**Task statement**. Return the data in full, exactly as it was written.

━━━━━━━━

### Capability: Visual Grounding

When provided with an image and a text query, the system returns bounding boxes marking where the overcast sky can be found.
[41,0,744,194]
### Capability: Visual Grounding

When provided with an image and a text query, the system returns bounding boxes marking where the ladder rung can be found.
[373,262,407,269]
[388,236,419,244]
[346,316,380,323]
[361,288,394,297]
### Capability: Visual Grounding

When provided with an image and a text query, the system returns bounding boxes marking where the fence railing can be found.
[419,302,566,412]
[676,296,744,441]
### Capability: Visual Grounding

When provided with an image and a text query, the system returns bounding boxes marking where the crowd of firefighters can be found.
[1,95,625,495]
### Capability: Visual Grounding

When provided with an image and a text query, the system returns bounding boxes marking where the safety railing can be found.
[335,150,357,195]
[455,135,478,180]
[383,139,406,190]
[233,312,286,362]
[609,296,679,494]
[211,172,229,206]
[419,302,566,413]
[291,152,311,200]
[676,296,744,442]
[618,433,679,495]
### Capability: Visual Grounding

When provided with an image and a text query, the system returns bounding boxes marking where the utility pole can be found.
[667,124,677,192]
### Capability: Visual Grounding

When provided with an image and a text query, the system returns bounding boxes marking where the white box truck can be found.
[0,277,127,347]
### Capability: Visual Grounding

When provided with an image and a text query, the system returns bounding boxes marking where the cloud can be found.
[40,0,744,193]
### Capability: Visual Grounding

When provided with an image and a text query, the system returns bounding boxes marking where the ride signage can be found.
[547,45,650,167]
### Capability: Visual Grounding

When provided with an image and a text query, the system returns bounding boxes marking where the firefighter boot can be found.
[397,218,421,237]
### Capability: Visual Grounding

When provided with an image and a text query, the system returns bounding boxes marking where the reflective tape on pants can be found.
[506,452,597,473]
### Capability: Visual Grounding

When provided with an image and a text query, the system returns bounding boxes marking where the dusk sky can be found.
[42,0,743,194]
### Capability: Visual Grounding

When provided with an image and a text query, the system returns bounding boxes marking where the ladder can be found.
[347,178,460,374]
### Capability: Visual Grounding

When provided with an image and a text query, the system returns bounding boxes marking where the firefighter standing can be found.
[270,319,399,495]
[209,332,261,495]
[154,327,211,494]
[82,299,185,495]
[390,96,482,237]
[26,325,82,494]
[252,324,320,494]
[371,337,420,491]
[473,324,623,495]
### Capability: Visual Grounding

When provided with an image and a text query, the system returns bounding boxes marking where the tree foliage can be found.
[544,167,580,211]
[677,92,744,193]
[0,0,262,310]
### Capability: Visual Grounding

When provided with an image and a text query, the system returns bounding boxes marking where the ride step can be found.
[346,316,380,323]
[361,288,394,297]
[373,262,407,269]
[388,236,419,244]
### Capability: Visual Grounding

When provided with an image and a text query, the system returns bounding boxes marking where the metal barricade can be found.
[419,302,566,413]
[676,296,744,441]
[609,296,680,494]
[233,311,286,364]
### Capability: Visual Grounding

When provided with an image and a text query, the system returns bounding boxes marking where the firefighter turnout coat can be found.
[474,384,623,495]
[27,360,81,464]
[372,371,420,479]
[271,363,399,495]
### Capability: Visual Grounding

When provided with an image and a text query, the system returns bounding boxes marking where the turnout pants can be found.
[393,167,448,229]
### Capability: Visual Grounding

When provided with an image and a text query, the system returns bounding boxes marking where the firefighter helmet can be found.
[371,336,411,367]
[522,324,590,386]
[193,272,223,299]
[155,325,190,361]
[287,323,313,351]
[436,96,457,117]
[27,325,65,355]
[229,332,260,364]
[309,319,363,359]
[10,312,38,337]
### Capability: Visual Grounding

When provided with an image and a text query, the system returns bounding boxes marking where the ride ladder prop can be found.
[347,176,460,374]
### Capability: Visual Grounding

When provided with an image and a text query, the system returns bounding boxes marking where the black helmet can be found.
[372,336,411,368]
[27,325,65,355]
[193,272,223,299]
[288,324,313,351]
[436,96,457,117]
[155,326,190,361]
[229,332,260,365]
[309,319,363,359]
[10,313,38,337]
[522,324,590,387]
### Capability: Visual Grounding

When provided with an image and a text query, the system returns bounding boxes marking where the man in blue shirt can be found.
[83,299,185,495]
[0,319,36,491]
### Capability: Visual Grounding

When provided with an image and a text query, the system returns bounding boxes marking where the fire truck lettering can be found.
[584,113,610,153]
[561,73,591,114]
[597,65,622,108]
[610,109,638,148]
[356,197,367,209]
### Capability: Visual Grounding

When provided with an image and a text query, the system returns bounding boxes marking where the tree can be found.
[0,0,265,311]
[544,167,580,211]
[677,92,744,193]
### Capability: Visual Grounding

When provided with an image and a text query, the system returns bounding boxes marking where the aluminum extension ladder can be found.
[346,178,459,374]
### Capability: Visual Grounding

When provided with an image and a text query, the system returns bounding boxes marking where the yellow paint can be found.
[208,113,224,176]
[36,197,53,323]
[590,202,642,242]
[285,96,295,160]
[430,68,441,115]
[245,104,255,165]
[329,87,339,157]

━━━━━━━━

**Response**.
### Capability: Visual Grounding

When provided with an image and a text query, the system returns bounding boxes marking where the overcast sky can be found.
[41,0,744,194]
### Capability: Visual Grounding

When provided with an image and a text query, the system returns bounding boxes marking where the ladder rung can be found.
[373,262,407,269]
[388,236,419,244]
[346,316,380,323]
[361,288,394,297]
### Capability: Visual Grounding

When provided with an image and a text query, the system returns bounding boxes marking where the fence railing can be found.
[419,302,566,412]
[676,296,744,441]
### Capability: Visual Grounding

When provided with an image and a text query, the system returns bounding boxes marking where the crowd of firefighters can be found.
[1,95,625,495]
### Capability: Visual Grounding

When provided with an image and a text query, the system returns bounding boxes marking where the safety railing can be found.
[335,150,357,195]
[455,135,478,180]
[383,139,406,190]
[233,312,286,362]
[609,296,679,494]
[211,172,229,206]
[419,302,566,413]
[291,152,311,200]
[676,296,744,442]
[618,433,679,495]
### Capability: Visual Grounding

When provided with an image and a text query, the system returns bounding boxes marking where the utility pole can be found.
[667,124,677,192]
### Capability: Visual Grounding

When provided with an image and a text query, the system returns bounding boxes marking where the white box truck can be found.
[0,277,127,347]
### Capability: Visual Grounding

When provided with an image and a text query, the system returns bounding boxes marking where the cloud can be found.
[40,0,744,193]
### Capability: Visual Grounding

When provided with an image and a text query, the system returns bounding boxes marking where the ride signage can be found.
[547,45,650,167]
### Capability: Visual Grounding

When provided with an image and a text query, the system returns bounding boxes marking where the firefighter boot can be found.
[397,218,421,237]
### Capability: Visual Grounding

When provided with an image and a text query, the system returns bounding boxes marking where the reflective tape on pants can be found.
[506,452,597,473]
### Capability: Visual Grounding

When provided with an image and a text query, the system returns bounding boxes marking where the dusk sky can be found.
[42,0,743,194]
### Capability: Visual Grounding

When provided with an image and a text query, the system returns bounding boxes marking where the ladder can be found.
[347,178,460,374]
### Capability: Visual Grounding

When provided with an image and a text query, the system returns bounding boxes marking where the firefighter standing can be found.
[270,319,399,495]
[209,332,261,495]
[154,327,211,494]
[82,299,185,495]
[390,96,482,237]
[26,325,82,494]
[252,324,320,494]
[371,337,420,491]
[473,324,623,495]
### Capability: Visual Grounding

When provided with an image and a text query, the system returns bounding boxes marking where the tree foliage can be found.
[544,167,580,211]
[677,92,744,193]
[0,0,262,310]
### Capability: Visual Grounding

When provided with an image and a text query, the system returns bounding boxes marking where the ride step can be found.
[346,316,380,323]
[361,288,394,297]
[373,262,407,269]
[388,236,419,244]
### Capability: Visual Grounding

When provided with an image and a text query, the system returns bounding boxes marking where the metal barricade can be found.
[419,302,566,413]
[676,296,744,441]
[609,296,680,494]
[233,311,286,364]
### Capability: Visual Grounding

When provided with an image and a text query, the system returns bounding boxes marking where the firefighter turnout coat can be found.
[474,384,623,495]
[27,360,81,464]
[372,371,420,479]
[271,363,399,495]
### Capability: Visual Grounding

When provided with an image and a text query, the system returns bounding boxes marking where the turnout pants can be found.
[393,167,448,229]
### Capability: Visual Grounding

When provided with an image and a text query, the system returns bounding boxes marking where the firefighter helmet can be found.
[371,336,411,367]
[522,324,590,386]
[193,272,223,299]
[155,325,190,361]
[287,323,313,351]
[436,96,457,117]
[27,325,65,355]
[229,332,260,364]
[309,319,363,359]
[10,312,38,337]
### Capability: Visual Grounding

When provided with an image and a text query, the system returns bounding boxes marking where the ride ladder prop can be found.
[347,176,460,374]
### Capability: Visual Grounding

When provided with an image and a text query, the system returns bounding boxes marking where the black helmet can be found.
[372,336,411,368]
[27,325,65,355]
[193,272,223,299]
[288,324,313,351]
[436,96,457,117]
[155,326,190,361]
[229,332,260,365]
[309,319,363,359]
[10,313,38,337]
[522,324,590,387]
### Capability: Visual Grounding

When provided with an image and a text query, the system returns bounding boxes marking where the man in blue shirt can be found.
[83,299,185,495]
[0,319,36,491]
### Capability: Visual Grounding

When provided with an image and a text query, the system returns bounding boxes marking where the fire truck lettering can be found.
[584,113,610,153]
[561,73,591,114]
[597,65,622,108]
[610,109,638,148]
[356,197,367,209]
### Capability: Visual Grounding

When provided with an image and a text query, the system returns bounding boxes marking where the tree can be found.
[0,0,265,311]
[544,167,580,211]
[677,92,744,193]
### Capability: Visual Grounding

When provided with an image and a text query, the system returns bounding boxes marking where the aluminum extension ladder can be found.
[346,178,459,374]
### Capability: Visual Grounding

When provided with an image and a text query, the system returns bounding boxes marking where the yellow paint can be found.
[208,113,224,176]
[36,197,53,323]
[590,202,642,242]
[285,96,295,160]
[430,68,441,115]
[245,104,255,165]
[329,87,339,157]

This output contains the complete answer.